Instructions for the task: Since only part of the records is wanted, repeat exactly the lines from the one containing "Could you point out the yellow" through the last line, both included.

Dataset content:
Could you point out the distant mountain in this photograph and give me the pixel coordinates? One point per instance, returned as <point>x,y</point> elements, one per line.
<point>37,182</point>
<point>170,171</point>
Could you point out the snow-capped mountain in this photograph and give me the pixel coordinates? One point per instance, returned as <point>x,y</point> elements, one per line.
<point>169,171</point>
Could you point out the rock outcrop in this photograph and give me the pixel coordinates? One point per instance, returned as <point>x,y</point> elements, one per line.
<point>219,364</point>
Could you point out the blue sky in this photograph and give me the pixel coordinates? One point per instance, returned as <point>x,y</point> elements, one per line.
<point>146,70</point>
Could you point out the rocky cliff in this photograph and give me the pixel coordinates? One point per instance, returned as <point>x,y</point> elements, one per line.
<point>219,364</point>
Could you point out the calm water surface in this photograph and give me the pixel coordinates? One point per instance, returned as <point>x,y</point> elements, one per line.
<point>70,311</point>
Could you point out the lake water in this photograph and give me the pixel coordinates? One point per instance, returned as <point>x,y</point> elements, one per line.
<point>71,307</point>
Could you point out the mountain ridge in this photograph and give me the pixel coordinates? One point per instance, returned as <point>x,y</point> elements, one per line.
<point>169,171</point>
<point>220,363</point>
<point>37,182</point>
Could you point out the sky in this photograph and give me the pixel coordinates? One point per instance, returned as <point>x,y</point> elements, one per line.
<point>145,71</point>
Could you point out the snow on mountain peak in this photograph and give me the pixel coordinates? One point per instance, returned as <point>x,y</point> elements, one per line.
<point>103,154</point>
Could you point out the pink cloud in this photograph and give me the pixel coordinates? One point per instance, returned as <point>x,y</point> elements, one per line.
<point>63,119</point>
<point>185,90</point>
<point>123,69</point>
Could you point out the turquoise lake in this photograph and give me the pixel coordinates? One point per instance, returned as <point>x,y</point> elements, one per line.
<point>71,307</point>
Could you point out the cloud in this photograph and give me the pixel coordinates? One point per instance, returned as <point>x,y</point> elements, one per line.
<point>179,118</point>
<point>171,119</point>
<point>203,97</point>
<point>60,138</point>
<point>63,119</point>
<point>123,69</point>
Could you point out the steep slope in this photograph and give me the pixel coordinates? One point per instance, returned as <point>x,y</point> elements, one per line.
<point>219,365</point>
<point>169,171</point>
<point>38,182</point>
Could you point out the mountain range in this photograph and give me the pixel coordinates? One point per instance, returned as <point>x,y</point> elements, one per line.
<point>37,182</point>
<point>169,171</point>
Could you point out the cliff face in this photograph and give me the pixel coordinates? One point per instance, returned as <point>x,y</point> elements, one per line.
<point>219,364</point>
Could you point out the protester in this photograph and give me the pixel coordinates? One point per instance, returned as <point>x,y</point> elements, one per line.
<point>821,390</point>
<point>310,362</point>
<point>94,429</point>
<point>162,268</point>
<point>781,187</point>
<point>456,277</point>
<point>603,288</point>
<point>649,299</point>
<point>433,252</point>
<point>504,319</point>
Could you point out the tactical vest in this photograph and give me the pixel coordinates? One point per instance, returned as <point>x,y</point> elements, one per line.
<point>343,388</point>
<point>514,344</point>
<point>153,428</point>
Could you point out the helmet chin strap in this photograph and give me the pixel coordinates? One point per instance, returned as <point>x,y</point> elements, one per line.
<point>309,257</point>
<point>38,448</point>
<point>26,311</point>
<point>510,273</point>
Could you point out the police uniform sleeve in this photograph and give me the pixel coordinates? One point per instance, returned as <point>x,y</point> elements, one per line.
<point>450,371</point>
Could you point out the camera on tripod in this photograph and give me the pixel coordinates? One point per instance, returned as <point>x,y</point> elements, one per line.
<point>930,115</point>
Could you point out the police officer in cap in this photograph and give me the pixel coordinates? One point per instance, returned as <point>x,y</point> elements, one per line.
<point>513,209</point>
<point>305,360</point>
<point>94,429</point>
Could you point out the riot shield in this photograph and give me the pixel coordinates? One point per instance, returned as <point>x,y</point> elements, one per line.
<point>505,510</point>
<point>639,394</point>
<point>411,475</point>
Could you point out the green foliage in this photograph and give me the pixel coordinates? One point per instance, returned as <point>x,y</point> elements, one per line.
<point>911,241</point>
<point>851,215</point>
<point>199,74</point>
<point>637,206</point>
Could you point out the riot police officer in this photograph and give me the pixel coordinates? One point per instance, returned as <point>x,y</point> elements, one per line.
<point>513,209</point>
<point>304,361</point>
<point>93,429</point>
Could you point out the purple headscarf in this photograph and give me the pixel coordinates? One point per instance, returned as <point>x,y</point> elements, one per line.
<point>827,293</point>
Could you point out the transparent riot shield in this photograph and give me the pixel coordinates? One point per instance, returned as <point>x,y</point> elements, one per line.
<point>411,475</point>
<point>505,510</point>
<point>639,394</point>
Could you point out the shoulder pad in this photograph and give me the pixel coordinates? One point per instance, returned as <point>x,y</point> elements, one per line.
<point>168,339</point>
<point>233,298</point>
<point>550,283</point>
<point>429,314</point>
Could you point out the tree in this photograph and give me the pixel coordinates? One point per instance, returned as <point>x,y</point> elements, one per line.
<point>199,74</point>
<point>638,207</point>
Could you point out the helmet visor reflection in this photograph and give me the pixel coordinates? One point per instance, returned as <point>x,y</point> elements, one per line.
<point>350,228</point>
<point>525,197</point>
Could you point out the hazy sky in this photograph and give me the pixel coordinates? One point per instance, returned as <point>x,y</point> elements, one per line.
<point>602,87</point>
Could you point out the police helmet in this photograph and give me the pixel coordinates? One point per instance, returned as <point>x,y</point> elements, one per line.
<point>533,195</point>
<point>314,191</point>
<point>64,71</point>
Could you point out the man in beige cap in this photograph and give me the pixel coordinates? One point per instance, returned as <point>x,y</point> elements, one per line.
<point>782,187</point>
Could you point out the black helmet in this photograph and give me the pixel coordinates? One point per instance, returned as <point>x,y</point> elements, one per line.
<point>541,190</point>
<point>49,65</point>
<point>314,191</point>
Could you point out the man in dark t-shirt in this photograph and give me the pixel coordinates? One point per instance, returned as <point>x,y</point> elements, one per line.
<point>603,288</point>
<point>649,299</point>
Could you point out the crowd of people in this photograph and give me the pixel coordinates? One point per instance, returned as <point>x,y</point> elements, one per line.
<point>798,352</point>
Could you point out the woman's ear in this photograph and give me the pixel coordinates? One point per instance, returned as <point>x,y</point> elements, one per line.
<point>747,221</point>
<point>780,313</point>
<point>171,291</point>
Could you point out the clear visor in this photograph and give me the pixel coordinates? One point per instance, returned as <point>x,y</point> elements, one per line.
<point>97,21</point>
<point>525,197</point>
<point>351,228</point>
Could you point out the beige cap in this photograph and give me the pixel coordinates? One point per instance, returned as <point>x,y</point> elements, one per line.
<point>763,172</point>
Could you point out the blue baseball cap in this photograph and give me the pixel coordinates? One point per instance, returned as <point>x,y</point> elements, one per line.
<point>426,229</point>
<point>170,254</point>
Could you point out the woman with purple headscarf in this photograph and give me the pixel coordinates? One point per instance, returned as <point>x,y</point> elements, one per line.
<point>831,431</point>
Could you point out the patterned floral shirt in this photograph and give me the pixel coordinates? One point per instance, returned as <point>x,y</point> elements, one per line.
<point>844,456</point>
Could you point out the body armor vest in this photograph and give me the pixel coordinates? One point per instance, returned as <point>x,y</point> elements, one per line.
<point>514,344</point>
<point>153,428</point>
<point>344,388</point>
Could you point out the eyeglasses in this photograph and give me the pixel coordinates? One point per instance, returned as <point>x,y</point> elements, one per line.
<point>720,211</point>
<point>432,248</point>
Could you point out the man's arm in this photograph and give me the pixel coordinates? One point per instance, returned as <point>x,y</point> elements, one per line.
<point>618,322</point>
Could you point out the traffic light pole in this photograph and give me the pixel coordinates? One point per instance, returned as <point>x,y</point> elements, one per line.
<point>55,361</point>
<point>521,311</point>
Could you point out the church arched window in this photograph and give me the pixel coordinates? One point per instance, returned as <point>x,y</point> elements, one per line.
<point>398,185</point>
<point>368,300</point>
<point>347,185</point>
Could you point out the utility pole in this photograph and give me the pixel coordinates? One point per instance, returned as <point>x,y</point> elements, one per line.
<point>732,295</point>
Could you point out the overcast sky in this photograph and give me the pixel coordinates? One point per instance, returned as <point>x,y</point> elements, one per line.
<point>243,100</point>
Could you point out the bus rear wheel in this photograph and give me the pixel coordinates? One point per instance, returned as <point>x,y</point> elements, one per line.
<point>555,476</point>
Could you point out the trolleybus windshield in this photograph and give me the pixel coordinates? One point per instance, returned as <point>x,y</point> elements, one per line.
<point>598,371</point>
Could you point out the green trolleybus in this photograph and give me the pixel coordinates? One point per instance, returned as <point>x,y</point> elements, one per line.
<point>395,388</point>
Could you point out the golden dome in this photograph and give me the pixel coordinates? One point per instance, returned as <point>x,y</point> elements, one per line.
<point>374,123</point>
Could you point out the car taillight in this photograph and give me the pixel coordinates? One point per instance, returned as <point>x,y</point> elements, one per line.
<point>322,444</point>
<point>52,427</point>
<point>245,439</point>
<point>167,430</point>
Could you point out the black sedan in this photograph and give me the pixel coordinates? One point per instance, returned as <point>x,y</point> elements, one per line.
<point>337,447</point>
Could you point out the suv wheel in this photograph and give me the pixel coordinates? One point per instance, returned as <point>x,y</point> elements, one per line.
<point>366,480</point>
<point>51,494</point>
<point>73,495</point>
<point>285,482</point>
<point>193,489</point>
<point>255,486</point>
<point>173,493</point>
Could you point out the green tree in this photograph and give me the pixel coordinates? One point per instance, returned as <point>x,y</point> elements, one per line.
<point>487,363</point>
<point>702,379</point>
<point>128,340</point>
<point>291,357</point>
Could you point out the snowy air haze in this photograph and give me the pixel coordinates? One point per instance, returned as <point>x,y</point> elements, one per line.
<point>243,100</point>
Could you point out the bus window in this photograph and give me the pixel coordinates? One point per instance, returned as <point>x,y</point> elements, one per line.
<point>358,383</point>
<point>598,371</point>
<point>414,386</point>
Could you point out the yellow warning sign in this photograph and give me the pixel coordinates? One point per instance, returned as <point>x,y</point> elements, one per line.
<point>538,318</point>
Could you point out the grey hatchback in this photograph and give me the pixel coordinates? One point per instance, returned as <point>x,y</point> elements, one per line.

Answer section:
Could you point out the yellow warning sign in this photograph and give me the pixel coordinates? One point per instance, returned as <point>x,y</point> elements, one per line.
<point>538,318</point>
Could you point out the grey hatchback in this photograph and give me the pixel coordinates? One point per instance, returned as <point>x,y</point> elements, one per line.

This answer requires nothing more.